:: DATA LISTING ::

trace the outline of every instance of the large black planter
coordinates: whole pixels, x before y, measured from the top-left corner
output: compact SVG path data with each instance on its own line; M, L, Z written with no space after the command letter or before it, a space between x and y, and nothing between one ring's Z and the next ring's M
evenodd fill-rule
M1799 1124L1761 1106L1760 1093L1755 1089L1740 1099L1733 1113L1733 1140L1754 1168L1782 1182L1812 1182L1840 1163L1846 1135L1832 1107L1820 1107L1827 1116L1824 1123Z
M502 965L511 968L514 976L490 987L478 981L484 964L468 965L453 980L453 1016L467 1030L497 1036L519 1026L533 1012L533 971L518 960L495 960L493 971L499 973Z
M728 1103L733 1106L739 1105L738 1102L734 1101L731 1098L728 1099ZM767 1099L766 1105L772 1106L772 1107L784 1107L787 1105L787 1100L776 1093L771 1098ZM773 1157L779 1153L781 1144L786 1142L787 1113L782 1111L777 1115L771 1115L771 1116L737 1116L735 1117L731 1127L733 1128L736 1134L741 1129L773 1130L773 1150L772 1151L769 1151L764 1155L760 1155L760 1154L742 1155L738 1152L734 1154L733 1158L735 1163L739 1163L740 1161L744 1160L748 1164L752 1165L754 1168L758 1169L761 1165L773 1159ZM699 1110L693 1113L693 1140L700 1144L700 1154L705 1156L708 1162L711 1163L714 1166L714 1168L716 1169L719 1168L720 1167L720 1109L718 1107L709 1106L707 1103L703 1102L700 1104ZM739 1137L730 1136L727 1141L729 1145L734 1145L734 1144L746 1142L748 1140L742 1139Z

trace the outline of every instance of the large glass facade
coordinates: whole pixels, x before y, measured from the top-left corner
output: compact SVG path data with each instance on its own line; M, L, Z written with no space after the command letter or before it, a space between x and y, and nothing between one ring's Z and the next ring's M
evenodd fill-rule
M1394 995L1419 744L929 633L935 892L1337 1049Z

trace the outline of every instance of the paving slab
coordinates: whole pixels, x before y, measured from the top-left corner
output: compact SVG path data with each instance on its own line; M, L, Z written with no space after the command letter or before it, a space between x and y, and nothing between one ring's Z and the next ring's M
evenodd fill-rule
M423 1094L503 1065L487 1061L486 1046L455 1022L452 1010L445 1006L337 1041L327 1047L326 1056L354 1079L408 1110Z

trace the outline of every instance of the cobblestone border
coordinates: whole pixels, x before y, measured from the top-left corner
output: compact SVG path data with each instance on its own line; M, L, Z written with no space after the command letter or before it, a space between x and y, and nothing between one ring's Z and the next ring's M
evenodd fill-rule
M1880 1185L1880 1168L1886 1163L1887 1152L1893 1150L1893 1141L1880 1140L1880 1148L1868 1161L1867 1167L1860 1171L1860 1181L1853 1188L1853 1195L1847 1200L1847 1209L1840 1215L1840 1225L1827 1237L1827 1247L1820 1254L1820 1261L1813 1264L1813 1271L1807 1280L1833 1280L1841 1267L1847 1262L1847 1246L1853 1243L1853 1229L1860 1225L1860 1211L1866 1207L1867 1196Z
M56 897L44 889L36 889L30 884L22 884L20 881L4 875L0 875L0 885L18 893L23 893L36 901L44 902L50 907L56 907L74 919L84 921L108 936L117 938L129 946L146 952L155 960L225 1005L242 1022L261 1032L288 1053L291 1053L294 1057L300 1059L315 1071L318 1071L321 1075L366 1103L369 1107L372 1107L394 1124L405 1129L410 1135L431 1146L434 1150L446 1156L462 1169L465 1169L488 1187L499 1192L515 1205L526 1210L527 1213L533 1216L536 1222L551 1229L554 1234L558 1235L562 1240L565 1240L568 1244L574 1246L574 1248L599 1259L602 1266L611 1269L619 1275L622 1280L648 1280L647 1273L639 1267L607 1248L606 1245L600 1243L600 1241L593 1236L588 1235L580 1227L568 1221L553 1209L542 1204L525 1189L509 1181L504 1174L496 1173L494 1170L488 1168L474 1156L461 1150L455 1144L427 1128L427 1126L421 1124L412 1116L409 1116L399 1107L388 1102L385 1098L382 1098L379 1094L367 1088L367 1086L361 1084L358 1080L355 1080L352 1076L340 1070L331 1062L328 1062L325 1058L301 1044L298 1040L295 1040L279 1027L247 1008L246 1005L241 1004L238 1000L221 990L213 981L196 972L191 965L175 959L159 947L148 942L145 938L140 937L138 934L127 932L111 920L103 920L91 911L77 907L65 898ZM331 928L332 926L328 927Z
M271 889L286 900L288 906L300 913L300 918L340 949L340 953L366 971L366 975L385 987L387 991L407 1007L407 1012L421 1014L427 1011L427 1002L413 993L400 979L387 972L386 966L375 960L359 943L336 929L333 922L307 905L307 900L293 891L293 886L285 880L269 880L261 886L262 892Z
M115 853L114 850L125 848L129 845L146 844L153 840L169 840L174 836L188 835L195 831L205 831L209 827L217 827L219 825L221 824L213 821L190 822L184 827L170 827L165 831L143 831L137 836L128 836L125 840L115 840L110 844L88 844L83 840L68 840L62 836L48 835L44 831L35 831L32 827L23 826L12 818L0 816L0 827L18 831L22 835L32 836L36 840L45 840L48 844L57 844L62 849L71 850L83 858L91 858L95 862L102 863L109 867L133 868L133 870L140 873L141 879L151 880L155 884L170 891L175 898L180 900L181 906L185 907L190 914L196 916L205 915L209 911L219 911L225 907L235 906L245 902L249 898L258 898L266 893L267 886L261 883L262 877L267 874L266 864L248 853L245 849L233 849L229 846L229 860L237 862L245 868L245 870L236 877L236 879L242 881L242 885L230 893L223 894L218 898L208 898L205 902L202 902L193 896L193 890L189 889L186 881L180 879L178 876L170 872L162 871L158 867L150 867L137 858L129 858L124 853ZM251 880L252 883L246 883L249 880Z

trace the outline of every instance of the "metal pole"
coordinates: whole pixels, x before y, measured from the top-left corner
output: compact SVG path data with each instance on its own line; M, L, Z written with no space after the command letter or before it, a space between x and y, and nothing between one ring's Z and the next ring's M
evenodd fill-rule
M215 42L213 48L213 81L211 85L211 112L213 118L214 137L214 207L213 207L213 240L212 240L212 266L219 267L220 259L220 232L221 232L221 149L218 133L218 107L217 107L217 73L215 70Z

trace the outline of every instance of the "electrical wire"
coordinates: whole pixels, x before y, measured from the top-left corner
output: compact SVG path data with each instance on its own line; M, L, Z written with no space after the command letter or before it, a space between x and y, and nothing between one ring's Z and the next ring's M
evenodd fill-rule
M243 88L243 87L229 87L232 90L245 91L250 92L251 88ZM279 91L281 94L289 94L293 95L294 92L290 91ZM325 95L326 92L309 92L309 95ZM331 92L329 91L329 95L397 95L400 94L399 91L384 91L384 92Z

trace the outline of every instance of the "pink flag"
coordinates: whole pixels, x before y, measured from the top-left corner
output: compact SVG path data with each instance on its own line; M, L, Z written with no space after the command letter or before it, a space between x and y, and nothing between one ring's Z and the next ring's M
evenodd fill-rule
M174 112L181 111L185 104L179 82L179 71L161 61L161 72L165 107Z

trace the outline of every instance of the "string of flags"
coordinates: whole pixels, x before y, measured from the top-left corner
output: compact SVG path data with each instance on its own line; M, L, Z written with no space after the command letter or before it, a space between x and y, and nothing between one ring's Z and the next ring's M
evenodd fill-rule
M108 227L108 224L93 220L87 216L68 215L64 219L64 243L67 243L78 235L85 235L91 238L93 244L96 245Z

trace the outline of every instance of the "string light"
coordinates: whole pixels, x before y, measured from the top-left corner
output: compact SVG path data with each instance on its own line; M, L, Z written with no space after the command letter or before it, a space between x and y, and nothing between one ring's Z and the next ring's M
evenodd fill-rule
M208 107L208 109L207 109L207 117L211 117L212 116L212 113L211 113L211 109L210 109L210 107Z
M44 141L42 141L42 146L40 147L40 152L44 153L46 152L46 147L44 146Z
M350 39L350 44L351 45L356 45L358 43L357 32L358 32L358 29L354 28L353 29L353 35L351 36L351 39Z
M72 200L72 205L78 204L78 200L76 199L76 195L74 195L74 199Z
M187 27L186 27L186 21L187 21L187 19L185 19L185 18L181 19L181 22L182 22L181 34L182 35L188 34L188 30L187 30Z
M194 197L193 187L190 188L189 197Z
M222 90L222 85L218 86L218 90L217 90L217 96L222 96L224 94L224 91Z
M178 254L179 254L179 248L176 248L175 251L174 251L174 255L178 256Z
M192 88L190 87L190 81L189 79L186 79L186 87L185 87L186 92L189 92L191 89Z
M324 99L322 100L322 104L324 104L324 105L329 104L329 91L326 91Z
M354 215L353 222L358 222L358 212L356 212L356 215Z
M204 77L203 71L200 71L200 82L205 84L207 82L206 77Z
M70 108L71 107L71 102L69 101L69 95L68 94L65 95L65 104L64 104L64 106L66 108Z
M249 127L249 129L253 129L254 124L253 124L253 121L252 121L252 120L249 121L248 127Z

:::

* PROBLEM DETAILS
Go through the records and copy each line with "every" in it.

* ANSWER BOX
trace the outline of every instance of the large black planter
trace the outline of every instance of the large glass facade
trace the outline of every instance of the paving slab
trace the outline of every instance of the cobblestone border
trace the outline of every instance of the "metal pole"
trace the outline of every instance of the "electrical wire"
trace the outline of every instance of the "pink flag"
trace the outline of every instance of the "string of flags"
trace the outline of every instance of the "string light"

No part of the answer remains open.